Extrait fourni:

Performer l’exposition : Mouvement 1

Performer l’exposition : Mouvement 1
À voir

« Mouvement 1 » se tient au Système D ( Malakoff ) du 14 au 23 février 2023.

Mouvement 1 se présente comme une exposition performative où rien n’est immuable. Son horizon : susciter des gestes signifiants et des interactions imprévues au sein d’une galerie transformée en « plateau vibratoire », selon les curateurs Nogan Camille Chevreau et Félix Félisaz. Cette exposition opère comme une vitrine sur la performance contemporaine, mettant en lumière les pratiques performatives dans toute leur diversité. Les dix artistes participants associent la performance à une pratique hybride, à l’intersection du dessin, de l’installation, de la sculpture, du son et de la danse, renouant avec une conception enthousiasmante et politique de l’art de la performance. La spécificité de cette « exposition performative » tient à la volonté mimétique des deux curateurs, faisant coïncider la temporalité de l’exposition avec celle d’une performance prolongée. La première semaine d’exposition met en scène les « répétitions » des actes à venir, la négociation des corps performants avec l’espace de la galerie, la mise en place d’une partition commune. Une seconde semaine, une fois le vernissage passé, enregistre l’empreinte de ce mouvement et inscrit les performances dans un nouveau récit. Inspiré par les réflexions de Mathieu Copeland dans « Chorégraphier l’exposition », Mouvement 1 est une « ex-position », présentant des positions qui ont été mais ne sont plus, autant que d’autres à venir. Le projet vise à filer la métaphore initiée par Copeland, déplaçant la focale depuis les arts dansés vers la notion de performance artistique.

Exercices proposés:
- A) Indiquez si chacune des affirmations suivantes concorde avec le texte sur l’exposition Mouvement 1, en répondant par oui ou par non et en citant les mots décisifs du texte : (i) l’exposition se tient du 14 au 23 février 2023 ; (ii) onze artistes participent à l’exposition ; (iii) la première semaine met en scène des répétitions.
- B) Traduisez en anglais la phrase suivante, tirée du texte sur l’exposition Mouvement 1 : « Cette exposition opère comme une vitrine sur la performance contemporaine, mettant en lumière les pratiques performatives dans toute leur diversité. »
- C) Poursuivez le texte sur l’exposition Mouvement 1 à partir de sa dernière phrase.

Entrées:
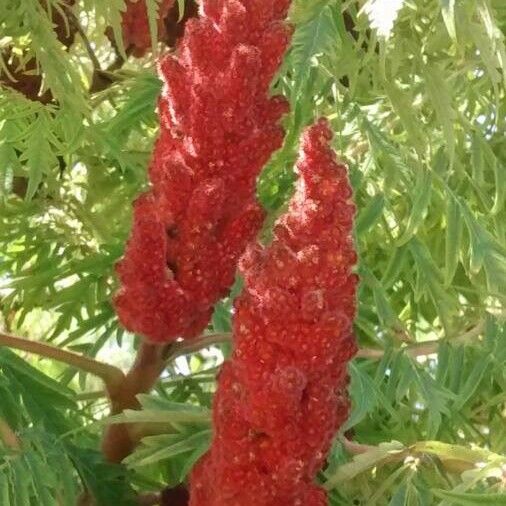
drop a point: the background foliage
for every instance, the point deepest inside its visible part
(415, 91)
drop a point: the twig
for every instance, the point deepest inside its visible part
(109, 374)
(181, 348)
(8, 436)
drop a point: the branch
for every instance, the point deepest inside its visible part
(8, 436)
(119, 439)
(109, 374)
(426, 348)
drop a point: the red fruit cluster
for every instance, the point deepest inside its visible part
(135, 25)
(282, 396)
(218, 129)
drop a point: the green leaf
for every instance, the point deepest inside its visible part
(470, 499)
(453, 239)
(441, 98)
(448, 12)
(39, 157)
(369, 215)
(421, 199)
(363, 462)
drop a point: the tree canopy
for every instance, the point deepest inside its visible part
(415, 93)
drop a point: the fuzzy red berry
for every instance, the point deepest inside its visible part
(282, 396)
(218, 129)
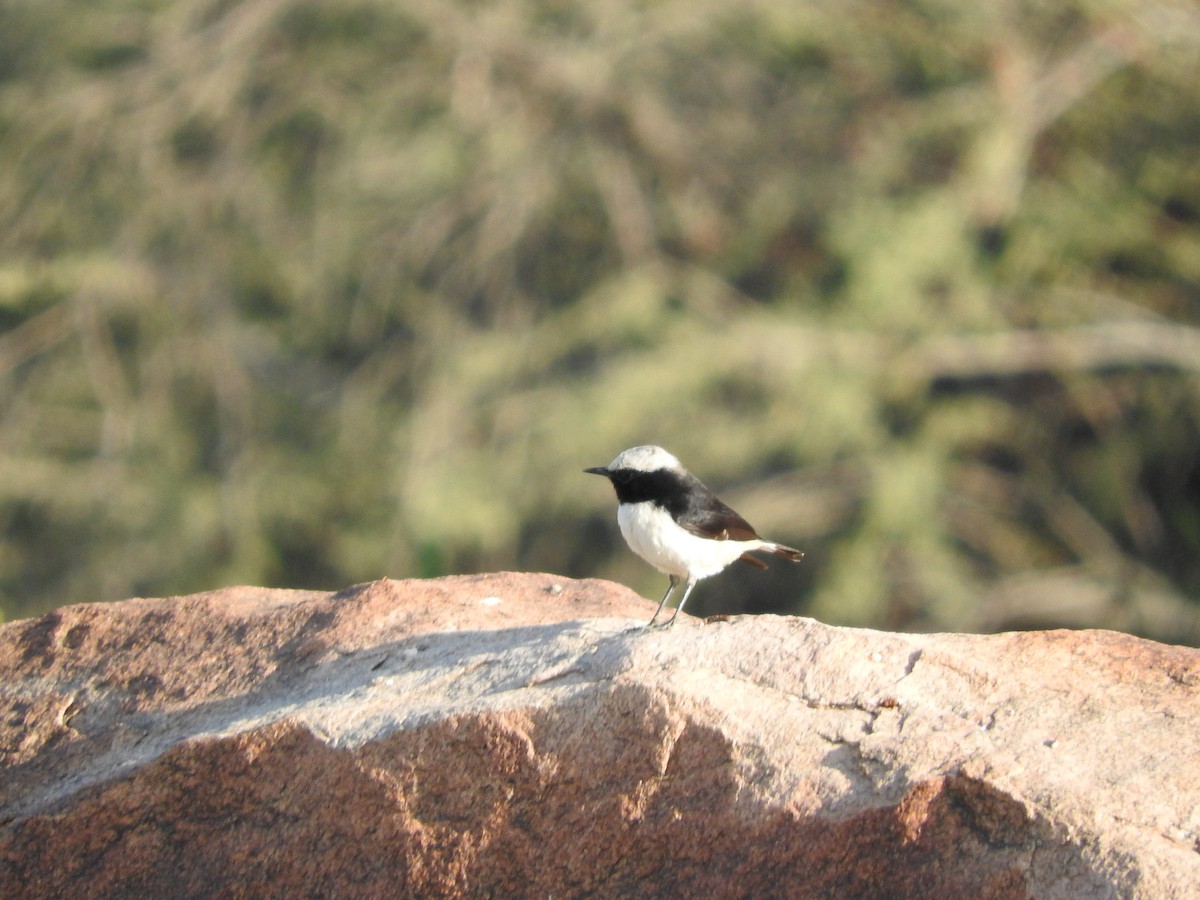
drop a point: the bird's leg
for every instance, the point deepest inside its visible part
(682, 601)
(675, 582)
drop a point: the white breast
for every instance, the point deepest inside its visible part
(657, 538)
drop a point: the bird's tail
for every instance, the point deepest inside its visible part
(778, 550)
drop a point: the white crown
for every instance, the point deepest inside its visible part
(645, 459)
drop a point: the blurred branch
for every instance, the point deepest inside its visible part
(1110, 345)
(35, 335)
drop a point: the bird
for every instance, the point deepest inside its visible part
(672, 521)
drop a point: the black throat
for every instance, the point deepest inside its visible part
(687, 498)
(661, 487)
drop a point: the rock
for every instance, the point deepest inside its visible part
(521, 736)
==
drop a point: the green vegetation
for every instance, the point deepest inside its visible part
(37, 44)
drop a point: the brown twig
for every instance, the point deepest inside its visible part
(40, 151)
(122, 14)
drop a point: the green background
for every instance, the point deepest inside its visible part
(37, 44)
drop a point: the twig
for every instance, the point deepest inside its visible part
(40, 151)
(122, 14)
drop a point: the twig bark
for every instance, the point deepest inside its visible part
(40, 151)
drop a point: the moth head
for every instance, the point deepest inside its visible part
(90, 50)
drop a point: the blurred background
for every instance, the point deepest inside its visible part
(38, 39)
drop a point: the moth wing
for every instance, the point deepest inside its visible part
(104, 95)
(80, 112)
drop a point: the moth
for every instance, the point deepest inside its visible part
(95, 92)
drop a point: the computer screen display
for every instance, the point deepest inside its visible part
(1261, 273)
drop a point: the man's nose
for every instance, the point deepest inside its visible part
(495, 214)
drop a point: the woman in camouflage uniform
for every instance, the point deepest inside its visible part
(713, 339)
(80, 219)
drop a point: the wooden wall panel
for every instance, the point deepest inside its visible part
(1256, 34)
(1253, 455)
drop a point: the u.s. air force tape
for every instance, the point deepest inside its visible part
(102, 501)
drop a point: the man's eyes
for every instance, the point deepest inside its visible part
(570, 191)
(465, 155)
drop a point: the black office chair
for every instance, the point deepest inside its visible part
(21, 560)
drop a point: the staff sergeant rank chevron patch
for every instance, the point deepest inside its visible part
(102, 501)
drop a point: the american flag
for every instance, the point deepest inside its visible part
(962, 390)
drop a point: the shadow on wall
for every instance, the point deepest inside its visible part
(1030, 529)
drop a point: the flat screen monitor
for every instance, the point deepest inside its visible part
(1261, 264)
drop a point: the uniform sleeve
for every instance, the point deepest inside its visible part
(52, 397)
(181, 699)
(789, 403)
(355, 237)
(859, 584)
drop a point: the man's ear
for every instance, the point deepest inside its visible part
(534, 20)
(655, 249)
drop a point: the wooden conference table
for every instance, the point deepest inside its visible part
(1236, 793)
...
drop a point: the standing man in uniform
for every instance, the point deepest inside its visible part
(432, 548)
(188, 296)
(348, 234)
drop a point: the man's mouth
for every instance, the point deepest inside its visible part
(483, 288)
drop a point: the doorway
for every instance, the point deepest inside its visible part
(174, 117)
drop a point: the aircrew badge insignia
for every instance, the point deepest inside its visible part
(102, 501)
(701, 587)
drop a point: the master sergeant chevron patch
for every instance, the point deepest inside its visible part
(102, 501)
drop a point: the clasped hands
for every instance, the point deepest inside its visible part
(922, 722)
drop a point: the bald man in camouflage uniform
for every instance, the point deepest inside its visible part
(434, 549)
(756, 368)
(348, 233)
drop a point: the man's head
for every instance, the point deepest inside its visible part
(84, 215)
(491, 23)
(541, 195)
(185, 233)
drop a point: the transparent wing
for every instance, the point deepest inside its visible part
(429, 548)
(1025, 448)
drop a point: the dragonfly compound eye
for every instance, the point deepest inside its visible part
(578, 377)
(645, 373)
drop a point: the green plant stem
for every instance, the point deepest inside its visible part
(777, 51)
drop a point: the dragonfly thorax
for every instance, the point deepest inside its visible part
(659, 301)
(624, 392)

Réponses aux exercices:
- A)
(i) Oui : « du 14 au 23 février 2023 ».
(ii) Non : « Les dix artistes participants ».
(iii) Oui : « La première semaine d’exposition met en scène les « répétitions » des actes à venir ».

- B) This exhibition works as a showcase for contemporary performance, highlighting performative practices in all their diversity.

- C)
Le mouvement premier de l’exposition, du 14 au 17 février, offre un aperçu des coulisses de la création artistique. Il s’agit d’une mise en scène des moments de montage de l’exposition où le public est invité à observer les répétitions, la production du catalogue et d’autres processus créatifs. Cette porosité entre l’exposition, la chorégraphie et la résidence d’artiste se matérialise à travers un catalogue en évolution conçu par Clara Hoya. Son dispositif graphique, en constante mutation tout au long de l’exposition, révèle l’engrenage complexe entourant la conception artistique, offrant ainsi une performance graphique en direct. La question de l’archive et de la trace est une interrogation toujours vive. À l’opposé d’une conception objective et scientifique du catalogue d’art, les photographies et les phrases agencées par Clara Hoya révèlent la modalité toujours fragmentaire de la recollection d’une performance, profondément intime, impressionniste et évolutive. Le vernissage coupe temporellement l’exposition en deux et n’est plus considéré comme l’acmé de l’exposition : il devient le point de bascule vers une autre modalité de monstration des œuvres, Mouvement 1 interrogeant ensuite ce qui reste de l’action une fois qu’elle a eu lieu. Nuançant l’idée que la performance est un one-shot, un événement tout à fait spontané face auquel il faut être là sous peine de ne jamais pouvoir en faire l’expérience, Mouvement 1 prouve par l’exemple que la pratique performative se déploie également comme un processus, avec ses logiques de préparation, sa fragile pérennité et ses enjeux de sauvegarde.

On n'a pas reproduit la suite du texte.